• DOCUMENT SECTION

Surveys which ask how research resources should be allocated consistently indicate that the autism spectrum disorder (ASD) community, including individuals with ASD, family members, and medical practitioners, would prefer that research on improving skills for independent living receive far greater priority.1,2 It is estimated that the lifetime cost of supporting an individual with ASD is 1.4 million dollars.3Interventions to improve functioning would significantly reduce the social and economic burdens of ASD, a disorder characterized by difficulties with social communication and social interaction, and restricted repetitive patterns of behavior, often accompanied by a language impairment and/or intellectual disability.

• DATASET CONTENT
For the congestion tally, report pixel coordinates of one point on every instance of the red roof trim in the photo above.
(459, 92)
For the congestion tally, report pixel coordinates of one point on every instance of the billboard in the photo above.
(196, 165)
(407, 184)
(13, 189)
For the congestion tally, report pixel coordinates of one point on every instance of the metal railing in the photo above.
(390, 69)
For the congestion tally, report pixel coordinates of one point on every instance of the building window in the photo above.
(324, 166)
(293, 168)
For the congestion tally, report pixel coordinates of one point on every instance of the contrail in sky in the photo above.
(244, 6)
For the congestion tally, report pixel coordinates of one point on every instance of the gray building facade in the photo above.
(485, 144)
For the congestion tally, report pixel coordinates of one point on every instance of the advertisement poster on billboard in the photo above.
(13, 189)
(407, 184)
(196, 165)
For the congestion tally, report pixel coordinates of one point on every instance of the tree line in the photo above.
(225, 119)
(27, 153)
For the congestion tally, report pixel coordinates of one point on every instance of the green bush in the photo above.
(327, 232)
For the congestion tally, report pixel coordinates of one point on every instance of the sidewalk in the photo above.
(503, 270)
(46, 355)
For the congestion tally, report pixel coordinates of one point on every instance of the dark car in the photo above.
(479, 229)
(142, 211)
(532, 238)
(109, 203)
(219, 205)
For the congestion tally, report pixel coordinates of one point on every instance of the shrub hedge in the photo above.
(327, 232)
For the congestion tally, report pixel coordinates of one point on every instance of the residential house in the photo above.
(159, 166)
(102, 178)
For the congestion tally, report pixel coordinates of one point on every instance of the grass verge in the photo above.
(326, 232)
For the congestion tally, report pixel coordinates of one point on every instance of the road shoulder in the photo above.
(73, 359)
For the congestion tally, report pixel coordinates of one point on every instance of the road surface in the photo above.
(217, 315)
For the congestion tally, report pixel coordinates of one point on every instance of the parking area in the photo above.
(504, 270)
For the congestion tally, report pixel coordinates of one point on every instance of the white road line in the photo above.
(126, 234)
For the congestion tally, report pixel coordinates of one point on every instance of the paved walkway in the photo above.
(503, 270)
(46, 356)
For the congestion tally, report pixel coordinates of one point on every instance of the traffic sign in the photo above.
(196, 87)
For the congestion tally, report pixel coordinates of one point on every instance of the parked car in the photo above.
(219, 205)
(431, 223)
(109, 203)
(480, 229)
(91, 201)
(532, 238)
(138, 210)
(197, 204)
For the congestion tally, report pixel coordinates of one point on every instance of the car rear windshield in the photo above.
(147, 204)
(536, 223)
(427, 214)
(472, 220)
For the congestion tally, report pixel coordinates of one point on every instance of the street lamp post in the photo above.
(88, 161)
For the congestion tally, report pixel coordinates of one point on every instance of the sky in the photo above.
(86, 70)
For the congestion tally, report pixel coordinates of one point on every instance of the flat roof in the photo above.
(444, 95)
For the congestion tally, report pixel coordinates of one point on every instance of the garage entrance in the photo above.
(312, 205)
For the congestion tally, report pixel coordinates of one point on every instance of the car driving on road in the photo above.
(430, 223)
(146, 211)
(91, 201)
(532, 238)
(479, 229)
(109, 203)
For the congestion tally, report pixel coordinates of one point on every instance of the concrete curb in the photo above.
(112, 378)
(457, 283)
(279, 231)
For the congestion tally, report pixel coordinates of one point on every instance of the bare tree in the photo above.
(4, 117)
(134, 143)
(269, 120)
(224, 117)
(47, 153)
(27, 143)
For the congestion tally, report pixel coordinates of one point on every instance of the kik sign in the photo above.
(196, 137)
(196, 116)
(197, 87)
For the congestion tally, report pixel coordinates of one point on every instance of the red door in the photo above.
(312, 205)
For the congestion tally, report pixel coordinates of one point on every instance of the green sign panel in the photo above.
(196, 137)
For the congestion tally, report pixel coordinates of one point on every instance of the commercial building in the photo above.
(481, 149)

• TASK INSTRUCTIONS
Carry on the passage about autism research priorities, picking up after its last sentence. The listing isn't needed for anything here.

• REPLY TO THE EXERCISE
One such intervention which has proven to be effective in improving social skills and Theory of Mind (ToM) in children with ASD is Social Stories (SSs)4-9. SSs are short stories written to describe a social situation and reflect on appropriate responses in those social situations, providing information about relevant social cues, what they mean and why they might occur in social situations.10-12 Each SS is read to the child over multiple sessions. The behavioral effectiveness of this intervention has been established in previous studies.13-21 However, to date there are no studies investigating the neural changes that arise as a result of this intervention. An understanding of the brain mechanisms involved in the development of social skills and ToM following SSs may generate insights on how to refine and strengthen this intervention. Here, we will administer a 9-week SS intervention to a group of 60 children (ages 7-14 years old). The intervention will include 9 weeks of training with three, 30 minutes sessions per week. Three different SS will be developed for each child focusing on situations of surprise, embarrassment, and desire-based emotions. Participants will be assessed before and after treatment with previously validated behavioral measures of ToM22-26 and neuroimaging scans of brain structure and function. Three groups of participants will be assessed: an immediate-intervention group of children with ASD (I-ASD; n = 20); a wait-intervention group of children with ASD (W-ASD; n = 20); and a group of neurotypical children (NT; n = 20).